BRONFRAGMENT:
────────

Hoe gaat het? Ik hoop allemaal goed en dat jullie genieten van het schone weer, al wordt het misschien wat eentonig. Dat geldt in elk geval voor mijn situatie waar eerlijk gezegd niet veel schot in zit. Nu hoeft dit overigens ook niet: ook ruimte en dood zijn over het lijden verheven havens zoals uit twee onderstaande gedichten moge blijken. Intussen ga ik al wel weer iets meer van het eten proeven al blijft het slikken nog steeds lastig. Woorden en gedachten kabbelen en babbelen intussen onverstoorbaar voort!
Heb een mooie week en liefs van Hans.
Staccato.
Het ritselen van bladeren,
het fluisteren van bomen,
het bloed dat ruist door aderen,
de wisseling van dromen,
de erfenis der vaderen
die de geschiedenis doet stromen
en draaien laat de raderen
waardoor er generaties komen -
dit alles wordt tot damp en spel
in't aanzicht van de dood.
Niet veel verandert er zo snel
als 't lijf waaruit het leven vlood.
We moeten 't kwijt als een versleten gymp,
maar erg of niet: de dode geeft geen krimp.
Eerste Gebod.
Te spreken óver wat gebeurt
is tegelijk ook wát gebeurt,
er is zelfs helemaal niets anders.
En toch, dit "over" maakt het anders
waardoor Odysseus aan de cycloop ontkwam ')
- hij zei: mijn naam is Niemand -
en dit idee van "niemand" vatte vlam,
brak tussen daad en man de band.
Zo zet dit "over" ons op het verkeerde been
en misverstanden tieren welig.
Illusies lopen met verwachting heen;
we worden wild of melig.

────────

AANGELEVERD MATERIAAL:
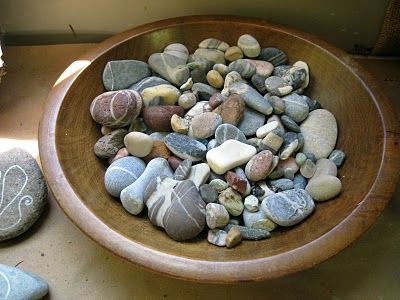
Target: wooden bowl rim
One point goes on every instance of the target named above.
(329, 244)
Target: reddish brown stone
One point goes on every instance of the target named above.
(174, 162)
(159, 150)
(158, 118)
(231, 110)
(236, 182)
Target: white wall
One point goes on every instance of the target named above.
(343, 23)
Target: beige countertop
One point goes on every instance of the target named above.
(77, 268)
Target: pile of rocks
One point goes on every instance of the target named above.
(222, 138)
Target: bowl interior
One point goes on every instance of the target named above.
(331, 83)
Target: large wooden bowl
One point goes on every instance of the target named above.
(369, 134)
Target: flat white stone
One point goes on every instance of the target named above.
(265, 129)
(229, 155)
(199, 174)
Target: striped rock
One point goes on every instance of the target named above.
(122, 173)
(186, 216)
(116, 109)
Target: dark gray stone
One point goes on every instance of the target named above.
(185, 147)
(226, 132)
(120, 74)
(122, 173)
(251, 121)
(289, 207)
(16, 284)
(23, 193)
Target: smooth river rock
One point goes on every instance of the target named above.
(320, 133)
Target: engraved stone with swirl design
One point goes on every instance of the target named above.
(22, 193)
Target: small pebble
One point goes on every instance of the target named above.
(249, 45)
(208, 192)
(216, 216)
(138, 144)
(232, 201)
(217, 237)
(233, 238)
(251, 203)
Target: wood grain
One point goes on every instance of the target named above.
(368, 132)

────────

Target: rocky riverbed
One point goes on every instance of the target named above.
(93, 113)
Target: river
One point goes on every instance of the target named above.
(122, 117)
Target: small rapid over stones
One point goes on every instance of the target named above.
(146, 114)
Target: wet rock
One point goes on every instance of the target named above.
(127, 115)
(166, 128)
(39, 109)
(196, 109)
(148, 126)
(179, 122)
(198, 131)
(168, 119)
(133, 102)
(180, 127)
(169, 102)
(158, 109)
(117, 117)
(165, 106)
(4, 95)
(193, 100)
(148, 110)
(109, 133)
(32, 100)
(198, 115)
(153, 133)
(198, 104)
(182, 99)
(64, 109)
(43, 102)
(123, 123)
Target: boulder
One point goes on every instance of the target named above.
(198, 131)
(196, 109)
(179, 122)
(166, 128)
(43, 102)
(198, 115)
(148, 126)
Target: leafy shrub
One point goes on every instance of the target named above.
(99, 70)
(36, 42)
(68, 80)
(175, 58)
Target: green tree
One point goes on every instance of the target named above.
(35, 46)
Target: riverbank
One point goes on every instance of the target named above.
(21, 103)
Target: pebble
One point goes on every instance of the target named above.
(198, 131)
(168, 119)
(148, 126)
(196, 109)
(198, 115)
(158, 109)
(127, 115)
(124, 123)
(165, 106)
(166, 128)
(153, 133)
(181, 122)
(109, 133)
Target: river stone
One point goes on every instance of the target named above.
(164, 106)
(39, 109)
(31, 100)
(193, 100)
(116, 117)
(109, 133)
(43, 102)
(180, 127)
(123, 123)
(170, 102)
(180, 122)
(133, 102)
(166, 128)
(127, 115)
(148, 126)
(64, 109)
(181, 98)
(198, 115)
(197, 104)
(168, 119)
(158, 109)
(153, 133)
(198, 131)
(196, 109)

────────

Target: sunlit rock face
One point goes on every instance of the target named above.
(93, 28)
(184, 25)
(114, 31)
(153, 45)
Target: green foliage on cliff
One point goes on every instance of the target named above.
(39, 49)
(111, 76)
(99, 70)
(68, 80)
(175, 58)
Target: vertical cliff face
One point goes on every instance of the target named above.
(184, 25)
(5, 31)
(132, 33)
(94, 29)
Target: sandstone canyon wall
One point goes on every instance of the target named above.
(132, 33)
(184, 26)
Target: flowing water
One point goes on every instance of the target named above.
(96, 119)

────────

OPDRACHT:
Kun je uit het bronfragment het stuk van "En toch, dit" tot en met "man de band." letterlijk kopiëren?

UITWERKING:
En toch, dit "over" maakt het anders
waardoor Odysseus aan de cycloop ontkwam ')
- hij zei: mijn naam is Niemand -
en dit idee van "niemand" vatte vlam,
brak tussen daad en man de band.